**Given text**
===============

Give us ‘clarity and reassurance’ over recovery, Starmer urges PM
BORIS JOHNSON has been met with a call for “clarity and reassurance” by Labour after he announced the Government’s strategy for recovery from coronavirus.
Following an address to the nation on Sunday, the Prime Minister appeared in the House of Commons yesterday to expand on his plans and be questioned by MPs.
But Labour leader Sir Keir Starmer said the country needs “clarity” from the Government, a message reiterated in a televised broadcast last night.
Sir Keir said: “What the country needs at this time is clarity and reassurance and at the moment both are in pretty short supply and at the heart of the problem it seems is that the Prime Minister made a statement last night before the plan was written, or at least finalised.”
Shadow Cabinet Office Minister and Leeds West MP Rachel Reeves added that it is “deeply worrying” that people were encouraged to return to work with no guidelines published on safety in the workplace.
She said the fact that the UK has the highest death toll in Europe should require “greater care, not greater risks”.
And she said: “We all want the Government to get this right, but frankly the Government’s response in the last 24 hours has been a shambles.”
She said the PM’s statement “obscured as much as it revealed.”
It comes after the Government was criticised after it outlined its new “stay alert” message, while the first ministers of Scotland and Wales, Nicola Sturgeon and Mark Drakeford, urged the public to stick with the “stay at home” message.

===============

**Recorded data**
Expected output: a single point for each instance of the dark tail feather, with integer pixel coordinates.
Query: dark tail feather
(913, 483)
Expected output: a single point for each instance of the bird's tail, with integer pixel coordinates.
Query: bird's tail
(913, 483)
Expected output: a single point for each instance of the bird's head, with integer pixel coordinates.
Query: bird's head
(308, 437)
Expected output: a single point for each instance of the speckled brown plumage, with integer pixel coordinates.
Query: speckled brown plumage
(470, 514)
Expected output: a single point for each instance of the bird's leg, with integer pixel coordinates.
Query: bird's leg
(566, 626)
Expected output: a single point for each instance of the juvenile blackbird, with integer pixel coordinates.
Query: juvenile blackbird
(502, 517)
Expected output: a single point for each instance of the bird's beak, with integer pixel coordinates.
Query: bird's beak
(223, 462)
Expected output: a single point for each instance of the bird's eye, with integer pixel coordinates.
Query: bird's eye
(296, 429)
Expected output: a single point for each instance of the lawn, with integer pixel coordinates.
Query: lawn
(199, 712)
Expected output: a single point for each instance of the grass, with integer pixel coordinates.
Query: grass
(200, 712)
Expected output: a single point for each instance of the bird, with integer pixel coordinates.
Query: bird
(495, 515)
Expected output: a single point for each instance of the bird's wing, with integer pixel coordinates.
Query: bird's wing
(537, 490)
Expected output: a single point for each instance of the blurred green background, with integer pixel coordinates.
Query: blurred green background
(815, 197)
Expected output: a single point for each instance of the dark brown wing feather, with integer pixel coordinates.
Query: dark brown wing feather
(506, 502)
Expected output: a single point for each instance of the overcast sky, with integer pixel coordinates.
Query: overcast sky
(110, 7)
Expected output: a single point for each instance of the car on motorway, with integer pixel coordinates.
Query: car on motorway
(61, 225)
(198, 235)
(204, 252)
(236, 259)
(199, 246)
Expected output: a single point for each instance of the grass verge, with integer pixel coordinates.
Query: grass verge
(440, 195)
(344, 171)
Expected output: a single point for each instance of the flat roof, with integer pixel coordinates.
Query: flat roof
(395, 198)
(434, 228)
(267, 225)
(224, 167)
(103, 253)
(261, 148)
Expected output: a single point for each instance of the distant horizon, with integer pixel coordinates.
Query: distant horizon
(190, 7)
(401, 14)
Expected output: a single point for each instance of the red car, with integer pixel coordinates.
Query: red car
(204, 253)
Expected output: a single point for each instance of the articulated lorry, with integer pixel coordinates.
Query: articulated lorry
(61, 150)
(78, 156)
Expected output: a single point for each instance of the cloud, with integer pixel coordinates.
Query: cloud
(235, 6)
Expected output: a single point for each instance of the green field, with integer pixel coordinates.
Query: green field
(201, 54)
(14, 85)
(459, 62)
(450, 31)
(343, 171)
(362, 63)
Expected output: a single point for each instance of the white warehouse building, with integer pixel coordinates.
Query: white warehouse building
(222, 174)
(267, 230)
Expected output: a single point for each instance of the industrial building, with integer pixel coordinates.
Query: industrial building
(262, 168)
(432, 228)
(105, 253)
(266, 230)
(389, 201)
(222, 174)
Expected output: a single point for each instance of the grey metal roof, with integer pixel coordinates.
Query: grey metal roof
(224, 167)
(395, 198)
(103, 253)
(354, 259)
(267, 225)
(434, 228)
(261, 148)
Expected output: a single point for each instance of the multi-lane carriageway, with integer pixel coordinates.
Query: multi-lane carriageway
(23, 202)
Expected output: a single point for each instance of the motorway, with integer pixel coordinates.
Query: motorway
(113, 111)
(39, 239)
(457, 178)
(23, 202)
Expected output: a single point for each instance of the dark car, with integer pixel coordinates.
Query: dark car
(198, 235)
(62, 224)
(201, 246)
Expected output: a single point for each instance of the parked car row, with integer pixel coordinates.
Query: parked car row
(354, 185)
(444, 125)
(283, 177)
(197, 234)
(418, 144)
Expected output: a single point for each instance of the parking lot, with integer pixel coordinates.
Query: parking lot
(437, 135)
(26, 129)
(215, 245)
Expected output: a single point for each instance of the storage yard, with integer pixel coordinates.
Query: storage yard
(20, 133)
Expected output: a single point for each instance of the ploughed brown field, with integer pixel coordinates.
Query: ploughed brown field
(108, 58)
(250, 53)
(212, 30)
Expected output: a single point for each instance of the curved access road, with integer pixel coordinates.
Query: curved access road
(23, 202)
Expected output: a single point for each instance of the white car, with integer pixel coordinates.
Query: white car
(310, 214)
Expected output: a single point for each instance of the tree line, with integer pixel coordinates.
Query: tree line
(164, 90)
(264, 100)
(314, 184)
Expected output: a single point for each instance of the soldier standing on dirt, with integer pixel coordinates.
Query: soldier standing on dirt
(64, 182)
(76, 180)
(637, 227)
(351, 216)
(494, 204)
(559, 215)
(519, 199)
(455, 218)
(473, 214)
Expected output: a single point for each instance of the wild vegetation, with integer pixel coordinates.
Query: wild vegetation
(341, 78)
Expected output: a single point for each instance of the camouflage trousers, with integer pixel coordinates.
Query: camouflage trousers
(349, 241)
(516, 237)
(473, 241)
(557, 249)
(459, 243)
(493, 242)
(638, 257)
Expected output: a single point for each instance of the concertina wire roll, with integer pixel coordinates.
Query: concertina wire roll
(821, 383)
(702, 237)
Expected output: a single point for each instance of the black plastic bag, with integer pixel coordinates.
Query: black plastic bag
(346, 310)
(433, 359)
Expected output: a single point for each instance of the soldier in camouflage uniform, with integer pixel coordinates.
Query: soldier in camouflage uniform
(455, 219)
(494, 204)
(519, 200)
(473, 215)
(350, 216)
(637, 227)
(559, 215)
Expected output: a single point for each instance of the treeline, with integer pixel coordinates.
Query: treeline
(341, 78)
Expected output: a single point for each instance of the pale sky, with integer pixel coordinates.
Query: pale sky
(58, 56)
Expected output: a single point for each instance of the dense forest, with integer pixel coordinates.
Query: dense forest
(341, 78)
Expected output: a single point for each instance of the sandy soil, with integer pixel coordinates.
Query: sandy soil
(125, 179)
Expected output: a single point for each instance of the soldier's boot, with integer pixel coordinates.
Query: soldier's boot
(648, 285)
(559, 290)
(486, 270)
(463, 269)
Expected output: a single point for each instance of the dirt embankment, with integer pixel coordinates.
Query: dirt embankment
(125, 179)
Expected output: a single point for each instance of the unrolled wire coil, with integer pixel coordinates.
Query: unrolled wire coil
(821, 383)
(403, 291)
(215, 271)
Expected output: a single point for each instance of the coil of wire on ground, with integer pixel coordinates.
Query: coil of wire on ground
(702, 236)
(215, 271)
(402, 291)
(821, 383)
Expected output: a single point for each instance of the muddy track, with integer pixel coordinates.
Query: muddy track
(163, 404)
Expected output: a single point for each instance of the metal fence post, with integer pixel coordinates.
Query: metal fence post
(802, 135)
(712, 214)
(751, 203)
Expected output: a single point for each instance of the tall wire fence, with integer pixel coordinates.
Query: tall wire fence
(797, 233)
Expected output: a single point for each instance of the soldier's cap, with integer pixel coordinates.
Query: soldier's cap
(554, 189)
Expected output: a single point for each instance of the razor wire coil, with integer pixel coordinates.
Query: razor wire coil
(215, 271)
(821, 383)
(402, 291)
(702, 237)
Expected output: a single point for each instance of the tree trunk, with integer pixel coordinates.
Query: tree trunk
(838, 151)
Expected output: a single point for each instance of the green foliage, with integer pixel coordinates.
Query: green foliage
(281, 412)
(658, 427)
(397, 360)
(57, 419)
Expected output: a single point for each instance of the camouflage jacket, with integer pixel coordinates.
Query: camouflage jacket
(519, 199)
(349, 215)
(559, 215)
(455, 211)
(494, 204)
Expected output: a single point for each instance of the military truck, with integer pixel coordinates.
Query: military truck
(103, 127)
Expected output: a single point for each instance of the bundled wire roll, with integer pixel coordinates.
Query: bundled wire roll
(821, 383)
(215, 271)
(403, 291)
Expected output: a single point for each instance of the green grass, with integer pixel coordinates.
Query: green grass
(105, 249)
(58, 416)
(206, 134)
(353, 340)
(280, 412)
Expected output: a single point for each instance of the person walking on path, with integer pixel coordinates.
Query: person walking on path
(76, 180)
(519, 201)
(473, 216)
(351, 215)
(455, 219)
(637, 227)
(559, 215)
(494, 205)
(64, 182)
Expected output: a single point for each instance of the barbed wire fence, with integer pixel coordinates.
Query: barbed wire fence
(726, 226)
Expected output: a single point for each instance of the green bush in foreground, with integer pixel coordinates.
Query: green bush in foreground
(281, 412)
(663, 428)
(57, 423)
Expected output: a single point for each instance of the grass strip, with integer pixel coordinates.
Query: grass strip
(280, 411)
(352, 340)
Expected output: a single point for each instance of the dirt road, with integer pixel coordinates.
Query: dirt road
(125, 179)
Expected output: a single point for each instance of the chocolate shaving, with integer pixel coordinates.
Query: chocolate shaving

===============

**Questions to answer**
#1 Answer these questions about the article on Labour's response to the recovery strategy:
(a) Where did the Prime Minister appear yesterday to expand on his plans?
(b) Which constituency does Rachel Reeves represent as an MP?
(c) What message did the first ministers of Scotland and Wales urge the public to stick with?
#2 Reproduce word for word the passage of the article on Labour's response to the recovery strategy, starting at "Following an address" and ending at "broadcast last night.".

**Responses per task**
#1
(a) The House of Commons.
(b) Leeds West.
(c) The "stay at home" message.

#2
Following an address to the nation on Sunday, the Prime Minister appeared in the House of Commons yesterday to expand on his plans and be questioned by MPs.
But Labour leader Sir Keir Starmer said the country needs “clarity” from the Government, a message reiterated in a televised broadcast last night.